_GIVEN REQUEST_.
Copy the records word for word, starting at their first line and stopping after the line that contains "POLYGON ((181 177, 209".

_DATA EXCERPTS_.
↓↓↓

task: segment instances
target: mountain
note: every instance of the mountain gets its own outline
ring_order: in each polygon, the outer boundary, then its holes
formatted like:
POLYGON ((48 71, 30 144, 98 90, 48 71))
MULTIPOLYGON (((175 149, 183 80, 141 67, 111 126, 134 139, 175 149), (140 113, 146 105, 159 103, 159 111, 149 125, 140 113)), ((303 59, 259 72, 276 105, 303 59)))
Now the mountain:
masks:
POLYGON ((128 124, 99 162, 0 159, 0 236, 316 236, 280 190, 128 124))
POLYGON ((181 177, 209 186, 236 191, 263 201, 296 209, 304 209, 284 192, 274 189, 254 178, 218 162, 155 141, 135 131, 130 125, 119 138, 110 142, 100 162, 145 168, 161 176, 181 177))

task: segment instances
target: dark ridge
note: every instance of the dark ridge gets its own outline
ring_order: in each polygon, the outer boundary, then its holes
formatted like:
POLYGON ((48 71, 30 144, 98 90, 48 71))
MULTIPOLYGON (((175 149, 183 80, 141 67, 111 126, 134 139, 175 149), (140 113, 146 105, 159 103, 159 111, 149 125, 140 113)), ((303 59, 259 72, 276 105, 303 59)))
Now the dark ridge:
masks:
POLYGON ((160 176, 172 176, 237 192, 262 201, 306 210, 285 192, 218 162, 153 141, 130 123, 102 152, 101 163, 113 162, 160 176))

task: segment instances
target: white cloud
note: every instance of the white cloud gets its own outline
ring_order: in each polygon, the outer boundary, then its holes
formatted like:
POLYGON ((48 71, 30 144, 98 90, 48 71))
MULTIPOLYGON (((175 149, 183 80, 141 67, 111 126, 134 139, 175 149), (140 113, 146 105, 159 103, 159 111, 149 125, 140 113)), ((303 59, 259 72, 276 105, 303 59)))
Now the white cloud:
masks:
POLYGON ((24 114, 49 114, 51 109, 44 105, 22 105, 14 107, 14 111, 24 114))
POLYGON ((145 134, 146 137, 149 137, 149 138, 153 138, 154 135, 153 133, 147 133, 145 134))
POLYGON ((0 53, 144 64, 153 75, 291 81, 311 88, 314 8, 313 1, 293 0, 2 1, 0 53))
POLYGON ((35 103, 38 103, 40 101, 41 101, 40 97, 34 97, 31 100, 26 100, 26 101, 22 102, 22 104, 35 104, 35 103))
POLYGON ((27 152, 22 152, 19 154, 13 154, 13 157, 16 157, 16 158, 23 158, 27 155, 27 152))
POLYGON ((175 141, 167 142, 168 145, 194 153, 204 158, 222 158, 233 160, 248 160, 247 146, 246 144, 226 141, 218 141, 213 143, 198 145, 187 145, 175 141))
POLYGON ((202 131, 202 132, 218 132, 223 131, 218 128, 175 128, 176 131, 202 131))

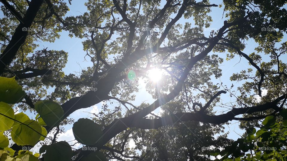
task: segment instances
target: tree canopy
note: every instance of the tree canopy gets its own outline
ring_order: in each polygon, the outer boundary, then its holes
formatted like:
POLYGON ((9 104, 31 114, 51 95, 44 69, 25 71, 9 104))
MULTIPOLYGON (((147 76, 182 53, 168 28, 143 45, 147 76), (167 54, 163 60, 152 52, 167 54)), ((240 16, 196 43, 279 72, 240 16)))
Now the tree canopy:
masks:
POLYGON ((0 2, 0 160, 287 159, 286 1, 87 0, 77 16, 71 0, 0 2), (91 64, 79 73, 64 72, 75 53, 38 44, 63 32, 91 64), (154 101, 133 103, 140 81, 154 101), (80 148, 58 139, 69 125, 80 148))

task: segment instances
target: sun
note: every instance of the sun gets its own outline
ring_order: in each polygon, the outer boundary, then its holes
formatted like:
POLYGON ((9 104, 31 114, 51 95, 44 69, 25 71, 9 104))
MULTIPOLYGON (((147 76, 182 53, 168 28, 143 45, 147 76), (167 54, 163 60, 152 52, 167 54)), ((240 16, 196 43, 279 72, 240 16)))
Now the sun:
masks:
POLYGON ((149 70, 148 74, 149 77, 153 82, 156 82, 161 79, 162 74, 161 69, 155 68, 149 70))

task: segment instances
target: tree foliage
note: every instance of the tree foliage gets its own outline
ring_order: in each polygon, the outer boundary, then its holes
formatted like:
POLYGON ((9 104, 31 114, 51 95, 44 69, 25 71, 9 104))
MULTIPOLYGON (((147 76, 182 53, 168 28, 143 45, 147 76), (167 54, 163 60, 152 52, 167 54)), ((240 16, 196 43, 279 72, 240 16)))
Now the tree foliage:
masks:
POLYGON ((71 0, 0 1, 0 160, 286 160, 286 1, 88 0, 77 16, 65 16, 71 0), (207 35, 213 9, 221 26, 207 35), (67 52, 37 50, 64 31, 92 64, 80 74, 63 72, 67 52), (221 81, 236 57, 247 68, 221 81), (140 79, 153 103, 132 103, 140 79), (91 120, 67 118, 100 103, 91 120), (233 120, 246 130, 236 141, 224 132, 233 120), (57 140, 71 124, 83 148, 57 140))

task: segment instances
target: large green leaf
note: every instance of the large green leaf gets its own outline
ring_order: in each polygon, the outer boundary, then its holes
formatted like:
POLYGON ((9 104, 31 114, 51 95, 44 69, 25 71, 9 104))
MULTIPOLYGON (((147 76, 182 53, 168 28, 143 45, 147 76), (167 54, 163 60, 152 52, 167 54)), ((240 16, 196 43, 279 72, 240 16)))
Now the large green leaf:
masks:
POLYGON ((52 145, 44 145, 40 149, 40 153, 43 154, 45 161, 70 161, 73 156, 71 146, 65 141, 61 141, 52 145))
POLYGON ((95 144, 103 136, 100 126, 87 118, 79 119, 74 123, 72 129, 75 138, 85 145, 95 144))
POLYGON ((0 77, 0 101, 14 104, 21 101, 26 94, 22 87, 15 80, 15 77, 0 77))
POLYGON ((270 126, 273 125, 276 122, 276 117, 274 116, 268 116, 265 117, 264 121, 262 122, 263 125, 270 126))
POLYGON ((287 120, 287 109, 283 109, 279 112, 284 120, 287 120))
MULTIPOLYGON (((17 114, 15 115, 15 117, 14 119, 20 122, 23 123, 26 121, 30 120, 29 117, 27 116, 27 115, 24 114, 23 112, 21 112, 19 114, 17 114)), ((16 125, 19 125, 18 122, 15 121, 14 121, 14 123, 13 124, 13 126, 14 126, 16 125)))
POLYGON ((5 115, 14 119, 14 111, 9 104, 0 102, 0 131, 4 131, 11 129, 14 121, 5 115))
POLYGON ((256 132, 256 129, 255 128, 249 128, 246 130, 246 132, 248 135, 253 135, 256 132))
POLYGON ((12 140, 19 145, 34 145, 39 140, 42 132, 41 126, 38 122, 30 120, 13 127, 11 132, 12 140))
POLYGON ((36 103, 35 109, 45 123, 51 127, 58 125, 64 115, 64 111, 61 106, 49 100, 40 101, 36 103))
POLYGON ((83 157, 81 161, 106 161, 107 158, 103 153, 98 151, 92 152, 86 157, 83 157))
POLYGON ((38 157, 30 153, 19 155, 15 158, 20 159, 21 161, 38 161, 39 160, 38 157))
POLYGON ((3 134, 4 131, 0 132, 0 148, 4 149, 9 145, 9 140, 6 136, 3 134))

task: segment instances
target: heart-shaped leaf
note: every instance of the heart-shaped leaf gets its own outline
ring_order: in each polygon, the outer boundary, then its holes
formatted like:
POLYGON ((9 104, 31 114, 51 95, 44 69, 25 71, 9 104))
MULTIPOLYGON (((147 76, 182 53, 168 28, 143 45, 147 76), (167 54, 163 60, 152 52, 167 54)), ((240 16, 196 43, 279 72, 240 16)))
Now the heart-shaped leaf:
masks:
POLYGON ((0 131, 11 129, 14 123, 11 118, 14 119, 14 111, 11 106, 5 102, 0 102, 0 131))
POLYGON ((73 157, 71 146, 65 141, 61 141, 52 145, 44 145, 40 149, 40 153, 43 154, 45 161, 70 161, 73 157))
POLYGON ((85 145, 91 145, 100 140, 103 136, 101 126, 87 118, 80 118, 74 123, 73 132, 76 140, 85 145))
POLYGON ((42 100, 36 103, 35 109, 45 123, 51 127, 58 125, 64 115, 64 111, 60 105, 49 100, 42 100))
POLYGON ((14 104, 22 100, 26 95, 22 87, 16 81, 15 77, 0 77, 0 101, 14 104))
POLYGON ((12 128, 12 140, 19 145, 34 146, 41 136, 41 126, 37 121, 32 120, 24 123, 16 125, 12 128))

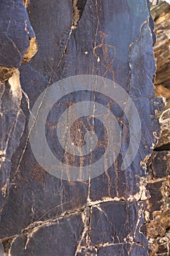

↑↑↑

_RESULT OF THE TASK_.
task: segment instances
target: mountain
note: every instance of the mountain gets its own outline
ring_order: in each polygon, the outer boundary, then its holes
formatted like:
POLYGON ((48 71, 30 144, 98 90, 48 71))
MULTIPOLYGON (((175 149, 183 80, 141 67, 111 126, 134 139, 175 149), (140 113, 146 105, 159 103, 159 111, 149 125, 140 113)), ((303 59, 259 72, 276 105, 303 59)))
Now the mountain:
masks:
POLYGON ((128 124, 99 162, 0 159, 0 236, 316 236, 280 190, 128 124))
POLYGON ((181 177, 209 186, 236 191, 263 201, 296 209, 304 209, 284 192, 274 189, 254 178, 218 162, 155 141, 135 131, 130 125, 119 138, 110 142, 100 162, 145 168, 161 176, 181 177))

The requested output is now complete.